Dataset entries
———

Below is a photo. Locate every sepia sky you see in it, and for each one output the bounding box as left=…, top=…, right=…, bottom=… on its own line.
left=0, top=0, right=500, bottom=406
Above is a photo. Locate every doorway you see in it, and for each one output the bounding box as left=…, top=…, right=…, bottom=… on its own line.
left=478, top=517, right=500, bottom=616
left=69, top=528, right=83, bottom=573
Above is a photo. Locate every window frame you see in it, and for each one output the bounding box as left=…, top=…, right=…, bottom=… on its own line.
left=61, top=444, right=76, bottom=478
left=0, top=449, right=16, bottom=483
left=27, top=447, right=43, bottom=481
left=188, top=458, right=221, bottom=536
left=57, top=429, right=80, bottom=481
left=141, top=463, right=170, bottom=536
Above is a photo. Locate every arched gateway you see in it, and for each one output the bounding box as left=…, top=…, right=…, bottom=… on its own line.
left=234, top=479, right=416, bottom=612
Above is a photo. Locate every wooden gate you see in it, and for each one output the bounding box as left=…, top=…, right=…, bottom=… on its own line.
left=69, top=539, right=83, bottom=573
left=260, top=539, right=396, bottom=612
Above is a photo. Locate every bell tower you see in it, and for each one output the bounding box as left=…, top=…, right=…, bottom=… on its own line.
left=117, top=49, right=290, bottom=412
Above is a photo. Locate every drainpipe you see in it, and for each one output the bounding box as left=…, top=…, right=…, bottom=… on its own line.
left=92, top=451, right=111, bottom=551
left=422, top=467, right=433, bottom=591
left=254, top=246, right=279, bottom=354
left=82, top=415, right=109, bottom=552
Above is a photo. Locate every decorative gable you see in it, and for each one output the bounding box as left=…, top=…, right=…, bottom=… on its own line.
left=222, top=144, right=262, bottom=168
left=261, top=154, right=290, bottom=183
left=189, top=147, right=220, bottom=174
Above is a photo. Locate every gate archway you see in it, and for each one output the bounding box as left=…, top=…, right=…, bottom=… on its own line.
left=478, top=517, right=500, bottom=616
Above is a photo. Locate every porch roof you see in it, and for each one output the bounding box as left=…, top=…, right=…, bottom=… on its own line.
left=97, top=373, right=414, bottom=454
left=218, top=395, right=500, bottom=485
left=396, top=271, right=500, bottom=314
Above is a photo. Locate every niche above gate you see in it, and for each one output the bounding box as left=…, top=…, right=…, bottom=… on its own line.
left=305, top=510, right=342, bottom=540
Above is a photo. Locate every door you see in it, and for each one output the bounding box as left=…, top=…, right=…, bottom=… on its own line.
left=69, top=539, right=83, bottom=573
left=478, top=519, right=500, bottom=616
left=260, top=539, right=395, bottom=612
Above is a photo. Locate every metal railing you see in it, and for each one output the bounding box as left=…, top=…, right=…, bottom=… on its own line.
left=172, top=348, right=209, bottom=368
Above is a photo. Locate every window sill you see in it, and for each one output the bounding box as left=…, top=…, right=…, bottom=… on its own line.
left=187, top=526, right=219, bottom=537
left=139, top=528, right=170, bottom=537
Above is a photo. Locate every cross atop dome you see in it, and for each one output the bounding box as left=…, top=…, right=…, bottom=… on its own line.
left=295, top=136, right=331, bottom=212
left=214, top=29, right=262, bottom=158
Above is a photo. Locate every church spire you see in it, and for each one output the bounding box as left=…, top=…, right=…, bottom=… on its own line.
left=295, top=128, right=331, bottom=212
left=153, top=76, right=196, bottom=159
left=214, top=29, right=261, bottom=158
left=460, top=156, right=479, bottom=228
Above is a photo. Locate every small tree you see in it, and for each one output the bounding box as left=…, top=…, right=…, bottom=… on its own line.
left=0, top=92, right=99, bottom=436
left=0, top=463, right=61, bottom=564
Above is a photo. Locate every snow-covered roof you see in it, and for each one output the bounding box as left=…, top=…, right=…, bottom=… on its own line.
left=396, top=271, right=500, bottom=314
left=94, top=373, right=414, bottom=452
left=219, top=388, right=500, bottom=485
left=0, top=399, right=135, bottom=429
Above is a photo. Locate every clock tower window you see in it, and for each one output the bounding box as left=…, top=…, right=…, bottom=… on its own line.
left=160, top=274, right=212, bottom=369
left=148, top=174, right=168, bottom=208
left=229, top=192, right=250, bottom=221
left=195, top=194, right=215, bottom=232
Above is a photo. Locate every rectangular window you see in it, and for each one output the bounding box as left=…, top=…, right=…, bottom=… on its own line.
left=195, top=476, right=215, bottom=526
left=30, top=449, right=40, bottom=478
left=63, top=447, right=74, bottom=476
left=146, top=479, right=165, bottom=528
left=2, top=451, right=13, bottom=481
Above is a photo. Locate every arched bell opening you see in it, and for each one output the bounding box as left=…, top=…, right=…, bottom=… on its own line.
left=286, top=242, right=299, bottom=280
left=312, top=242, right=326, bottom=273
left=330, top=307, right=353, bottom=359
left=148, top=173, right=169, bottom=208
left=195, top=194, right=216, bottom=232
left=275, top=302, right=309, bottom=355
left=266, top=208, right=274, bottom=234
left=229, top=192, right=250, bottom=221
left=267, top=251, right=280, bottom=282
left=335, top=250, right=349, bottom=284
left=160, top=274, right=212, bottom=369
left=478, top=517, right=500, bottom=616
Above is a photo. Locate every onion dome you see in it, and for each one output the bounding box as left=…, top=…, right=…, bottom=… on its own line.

———

• The exercise:
Rewrite every line of the records, from the one containing "Above is a photo. Locate every metal" down to the one containing "left=172, top=348, right=209, bottom=368", and raise each bounding-box coordinate by 88. Leave all other text on those lines unchanged.

• Result of this task:
Above is a photo. Locate every metal railing you see in it, and for each one output the bounding box as left=…, top=…, right=…, bottom=… on its own line.
left=260, top=436, right=297, bottom=456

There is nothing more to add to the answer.